» **What this task involves**
Translate this sentence from the article on individual liberty and terrorism below into Spanish: "Overreaction is a hallmark of political reaction to such atrocities."

» **Selected passage**
....

Individual Liberty: The Greatest Remedy for Terrorism

USA Today reports that lines at airports are getting longer and people aren’t signing up for the registered traveler program, TSA PreCheck, in sufficient numbers. Given what happened in Brussels last week, we can expect those lines to get longer and more people to suffer government intrusion into their lives when they want to travel peacefully. This is precisely what should not happen.

Shortly after the attacks, Sascha Tamm of the Friedrich Naumann Foundation wrote an article (in German) on the universal risks of terrorism and the important implications they have for individual liberty. Tamm believes that the most likely reaction to these attacks will be greater restrictions to individual freedom, increased monitoring and a gross expansion of state power. But as Tamm notes, history demonstrates that such a clamping down on individual liberties never leads to greater security, but simply creates the illusion of such safety.

Overreaction is a hallmark of political reaction to such atrocities. The screaming demands of politicians for greater security measures and increased surveillance result in a loss of civil liberties. It may actually be the case that the most effective counterterrorism measure is to not overreact. That doesn’t mean we shouldn’t react at all, but that we should seek solutions for public safety that deal with the problem as we deal with other public safety problems. Belgian authorities should devote their energies into breaking up these terror cells and bringing these terrorists to justice, but this should be done in a discrete and not an alarmist fashion.

But more than this, as Brendan O’Neill of Spiked Online noted in his article on the attacks, our response should be to “carry on as normal” with a “keener determination to partake in and celebrate the openness and the freedoms . . . that these terrorists so clearly hate.” The goal of the terrorist is to see us quiver, to change the way we go about our lives. So, the best response to those who loath our free and joyous modern lives should be to refuse to feel that fear and to live our lives more freely than ever before, demonstrating defiance to the terrorists.

....

» **Extracted material**
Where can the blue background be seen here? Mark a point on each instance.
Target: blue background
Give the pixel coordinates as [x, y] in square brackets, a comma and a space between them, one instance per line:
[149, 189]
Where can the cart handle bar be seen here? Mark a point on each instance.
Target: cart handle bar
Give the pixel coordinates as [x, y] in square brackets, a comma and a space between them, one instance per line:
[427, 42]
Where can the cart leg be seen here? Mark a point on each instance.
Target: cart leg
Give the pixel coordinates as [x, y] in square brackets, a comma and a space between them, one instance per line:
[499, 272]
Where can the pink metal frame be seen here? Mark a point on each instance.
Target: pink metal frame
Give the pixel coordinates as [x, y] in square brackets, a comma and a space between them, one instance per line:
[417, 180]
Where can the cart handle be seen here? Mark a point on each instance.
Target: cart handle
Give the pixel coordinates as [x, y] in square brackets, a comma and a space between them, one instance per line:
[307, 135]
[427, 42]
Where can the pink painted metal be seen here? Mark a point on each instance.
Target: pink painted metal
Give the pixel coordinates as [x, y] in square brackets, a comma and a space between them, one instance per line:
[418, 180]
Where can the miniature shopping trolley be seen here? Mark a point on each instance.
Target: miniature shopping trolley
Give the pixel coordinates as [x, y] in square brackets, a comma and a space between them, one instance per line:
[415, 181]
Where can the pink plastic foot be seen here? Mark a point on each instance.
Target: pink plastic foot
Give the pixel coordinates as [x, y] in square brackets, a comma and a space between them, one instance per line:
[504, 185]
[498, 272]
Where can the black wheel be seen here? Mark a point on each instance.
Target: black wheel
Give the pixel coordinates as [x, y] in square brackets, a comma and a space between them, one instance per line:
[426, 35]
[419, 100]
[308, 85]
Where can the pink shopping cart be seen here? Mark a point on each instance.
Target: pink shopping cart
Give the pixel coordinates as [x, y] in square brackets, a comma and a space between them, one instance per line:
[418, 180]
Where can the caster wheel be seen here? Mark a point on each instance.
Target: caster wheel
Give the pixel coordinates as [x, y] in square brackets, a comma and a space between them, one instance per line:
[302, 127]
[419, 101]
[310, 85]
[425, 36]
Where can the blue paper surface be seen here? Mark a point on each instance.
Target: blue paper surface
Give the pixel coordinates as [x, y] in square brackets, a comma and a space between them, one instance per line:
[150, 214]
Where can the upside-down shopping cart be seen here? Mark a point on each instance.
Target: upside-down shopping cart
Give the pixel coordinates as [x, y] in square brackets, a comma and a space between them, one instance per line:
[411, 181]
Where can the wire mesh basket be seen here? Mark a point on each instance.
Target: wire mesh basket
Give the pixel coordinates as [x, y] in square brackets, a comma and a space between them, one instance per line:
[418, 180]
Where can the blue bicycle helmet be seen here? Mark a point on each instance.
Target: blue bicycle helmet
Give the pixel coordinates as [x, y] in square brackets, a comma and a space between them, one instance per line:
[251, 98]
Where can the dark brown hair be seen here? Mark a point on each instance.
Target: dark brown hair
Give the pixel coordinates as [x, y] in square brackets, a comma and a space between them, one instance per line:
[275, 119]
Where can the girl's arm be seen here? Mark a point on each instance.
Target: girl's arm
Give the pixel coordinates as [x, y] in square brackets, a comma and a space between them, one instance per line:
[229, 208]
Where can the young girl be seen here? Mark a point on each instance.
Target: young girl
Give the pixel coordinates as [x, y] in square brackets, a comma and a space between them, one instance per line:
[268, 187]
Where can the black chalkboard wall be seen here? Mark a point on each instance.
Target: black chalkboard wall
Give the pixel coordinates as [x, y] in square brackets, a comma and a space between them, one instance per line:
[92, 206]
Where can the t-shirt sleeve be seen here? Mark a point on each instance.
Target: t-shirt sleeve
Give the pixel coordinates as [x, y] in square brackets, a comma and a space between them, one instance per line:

....

» **Solution to this exercise**
La reacción exagerada es un rasgo distintivo de la reacción política ante tales atrocidades.